DIRECTIVE
Copy out, exactly as written, only the line containing "target | brown leather armchair" and the lines after it through the end of the records.
[START DATA LISTING]
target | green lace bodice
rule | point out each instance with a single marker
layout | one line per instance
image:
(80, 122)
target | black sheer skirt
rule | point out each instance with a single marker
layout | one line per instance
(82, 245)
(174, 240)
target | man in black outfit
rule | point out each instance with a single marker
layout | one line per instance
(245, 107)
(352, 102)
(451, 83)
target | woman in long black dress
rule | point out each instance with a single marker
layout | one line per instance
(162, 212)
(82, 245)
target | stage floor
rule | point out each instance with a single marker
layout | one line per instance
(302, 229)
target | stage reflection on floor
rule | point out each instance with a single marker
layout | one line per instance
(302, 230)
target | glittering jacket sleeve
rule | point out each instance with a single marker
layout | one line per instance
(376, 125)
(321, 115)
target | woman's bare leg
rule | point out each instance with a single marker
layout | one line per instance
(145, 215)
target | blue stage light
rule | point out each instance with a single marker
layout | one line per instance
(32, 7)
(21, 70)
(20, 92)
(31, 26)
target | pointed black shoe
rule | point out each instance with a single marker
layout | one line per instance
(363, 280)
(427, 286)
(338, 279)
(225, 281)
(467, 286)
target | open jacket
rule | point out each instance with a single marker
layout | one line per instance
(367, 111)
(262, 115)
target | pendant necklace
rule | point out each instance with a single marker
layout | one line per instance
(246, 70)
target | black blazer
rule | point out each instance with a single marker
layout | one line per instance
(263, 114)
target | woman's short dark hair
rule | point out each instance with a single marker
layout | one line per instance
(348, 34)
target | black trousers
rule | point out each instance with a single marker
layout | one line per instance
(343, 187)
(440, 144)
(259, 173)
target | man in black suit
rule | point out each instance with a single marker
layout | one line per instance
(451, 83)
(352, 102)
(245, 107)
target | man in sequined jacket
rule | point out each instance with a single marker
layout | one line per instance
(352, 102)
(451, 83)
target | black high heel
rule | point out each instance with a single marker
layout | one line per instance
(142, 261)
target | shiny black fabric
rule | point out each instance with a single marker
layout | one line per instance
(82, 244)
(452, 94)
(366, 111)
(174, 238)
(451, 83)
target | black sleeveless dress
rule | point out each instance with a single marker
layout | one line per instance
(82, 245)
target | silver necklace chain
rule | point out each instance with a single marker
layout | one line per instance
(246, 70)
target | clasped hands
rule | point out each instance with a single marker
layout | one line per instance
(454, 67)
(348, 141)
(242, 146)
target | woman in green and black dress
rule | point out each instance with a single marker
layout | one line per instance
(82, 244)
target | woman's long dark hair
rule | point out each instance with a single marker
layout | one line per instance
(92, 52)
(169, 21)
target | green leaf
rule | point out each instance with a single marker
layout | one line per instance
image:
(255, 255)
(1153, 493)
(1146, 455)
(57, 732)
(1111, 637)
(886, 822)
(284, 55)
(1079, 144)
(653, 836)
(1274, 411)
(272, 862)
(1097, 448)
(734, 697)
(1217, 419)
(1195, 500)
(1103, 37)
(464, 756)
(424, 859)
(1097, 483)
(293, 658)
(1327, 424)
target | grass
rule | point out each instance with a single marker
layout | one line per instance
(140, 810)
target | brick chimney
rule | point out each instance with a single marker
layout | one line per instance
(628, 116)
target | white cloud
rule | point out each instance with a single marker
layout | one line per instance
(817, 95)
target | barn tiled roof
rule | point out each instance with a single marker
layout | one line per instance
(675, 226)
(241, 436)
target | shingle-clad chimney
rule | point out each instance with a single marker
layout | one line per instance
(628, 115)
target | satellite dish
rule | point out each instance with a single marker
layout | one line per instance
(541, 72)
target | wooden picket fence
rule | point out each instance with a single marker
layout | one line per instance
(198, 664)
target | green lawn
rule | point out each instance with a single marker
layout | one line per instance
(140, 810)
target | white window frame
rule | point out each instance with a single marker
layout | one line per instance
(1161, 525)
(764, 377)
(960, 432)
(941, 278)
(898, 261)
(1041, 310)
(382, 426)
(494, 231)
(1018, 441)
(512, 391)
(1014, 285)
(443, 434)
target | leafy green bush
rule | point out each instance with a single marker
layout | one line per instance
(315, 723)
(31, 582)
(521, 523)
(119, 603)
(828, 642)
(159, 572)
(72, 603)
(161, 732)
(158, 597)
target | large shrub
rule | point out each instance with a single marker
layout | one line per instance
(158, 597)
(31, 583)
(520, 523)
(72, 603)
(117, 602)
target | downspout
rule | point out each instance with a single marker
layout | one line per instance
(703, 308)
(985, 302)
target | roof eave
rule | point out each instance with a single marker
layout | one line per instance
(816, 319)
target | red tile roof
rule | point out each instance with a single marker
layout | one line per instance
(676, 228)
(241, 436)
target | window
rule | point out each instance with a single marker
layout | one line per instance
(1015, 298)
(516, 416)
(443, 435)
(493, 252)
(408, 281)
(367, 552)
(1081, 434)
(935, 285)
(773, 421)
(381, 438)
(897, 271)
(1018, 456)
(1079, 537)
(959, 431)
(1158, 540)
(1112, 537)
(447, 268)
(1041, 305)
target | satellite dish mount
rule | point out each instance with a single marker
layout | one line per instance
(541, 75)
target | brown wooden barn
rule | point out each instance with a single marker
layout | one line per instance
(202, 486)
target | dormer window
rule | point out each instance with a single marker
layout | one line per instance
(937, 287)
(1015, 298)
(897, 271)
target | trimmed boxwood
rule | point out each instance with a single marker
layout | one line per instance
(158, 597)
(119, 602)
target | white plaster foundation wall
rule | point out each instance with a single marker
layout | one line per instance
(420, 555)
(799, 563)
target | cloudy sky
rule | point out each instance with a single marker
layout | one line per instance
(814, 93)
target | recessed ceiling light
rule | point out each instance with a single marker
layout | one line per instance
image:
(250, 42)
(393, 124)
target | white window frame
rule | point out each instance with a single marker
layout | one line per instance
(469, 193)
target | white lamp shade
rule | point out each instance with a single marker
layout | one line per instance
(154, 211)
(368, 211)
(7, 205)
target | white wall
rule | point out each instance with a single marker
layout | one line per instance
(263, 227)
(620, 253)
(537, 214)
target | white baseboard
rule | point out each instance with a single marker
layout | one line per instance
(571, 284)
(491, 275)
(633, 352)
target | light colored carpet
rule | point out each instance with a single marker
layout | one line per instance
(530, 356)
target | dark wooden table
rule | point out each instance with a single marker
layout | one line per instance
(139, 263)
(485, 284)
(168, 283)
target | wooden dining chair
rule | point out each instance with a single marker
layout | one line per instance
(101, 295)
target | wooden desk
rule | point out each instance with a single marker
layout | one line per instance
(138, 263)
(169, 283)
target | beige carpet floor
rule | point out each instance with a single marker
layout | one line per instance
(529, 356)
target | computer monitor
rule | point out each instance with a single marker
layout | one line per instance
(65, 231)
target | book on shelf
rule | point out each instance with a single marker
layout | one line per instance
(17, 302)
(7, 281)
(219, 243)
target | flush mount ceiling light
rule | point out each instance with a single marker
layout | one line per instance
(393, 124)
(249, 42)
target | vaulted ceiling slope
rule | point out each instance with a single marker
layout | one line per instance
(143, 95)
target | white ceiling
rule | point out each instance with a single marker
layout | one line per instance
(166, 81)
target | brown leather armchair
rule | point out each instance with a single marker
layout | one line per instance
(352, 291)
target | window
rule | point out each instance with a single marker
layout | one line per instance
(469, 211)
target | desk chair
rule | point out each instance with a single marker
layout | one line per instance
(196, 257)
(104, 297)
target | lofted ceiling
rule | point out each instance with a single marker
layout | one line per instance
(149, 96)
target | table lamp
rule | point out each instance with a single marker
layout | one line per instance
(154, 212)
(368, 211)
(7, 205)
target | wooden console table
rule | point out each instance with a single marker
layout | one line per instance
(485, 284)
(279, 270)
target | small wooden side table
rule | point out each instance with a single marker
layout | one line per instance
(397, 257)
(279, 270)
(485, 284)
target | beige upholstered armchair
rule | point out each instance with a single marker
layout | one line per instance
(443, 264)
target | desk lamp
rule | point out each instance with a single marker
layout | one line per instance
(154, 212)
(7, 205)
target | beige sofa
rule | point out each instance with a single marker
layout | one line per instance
[END DATA LISTING]
WRITTEN REPLY
target | brown leather armchair
rule | point out each instance with a single marker
layout | one line per instance
(352, 291)
target | window
rule | point out each instance with a single marker
layout | one line per instance
(469, 211)
target | desk chair
rule | point out each instance with a single marker
layout | one line per instance
(196, 257)
(104, 297)
target | lofted ceiling
rule | point out each instance with a single marker
layout | one line per instance
(149, 96)
target | table lamp
rule | point out each instance with a single marker
layout | one line per instance
(154, 212)
(368, 211)
(7, 205)
target | wooden console table
rule | point out each instance with a single marker
layout | one line per instance
(485, 284)
(279, 270)
target | small wooden side table
rule | point out each instance with a single marker
layout | one line per instance
(397, 257)
(279, 270)
(485, 284)
target | beige upholstered armchair
rule | point out each instance with a single marker
layout | one line per instance
(443, 264)
target | desk lamp
rule | point out each instance with a single marker
layout | one line per instance
(154, 212)
(7, 205)
target | beige sofa
rule | point out each instance with a single marker
layout | one line per instance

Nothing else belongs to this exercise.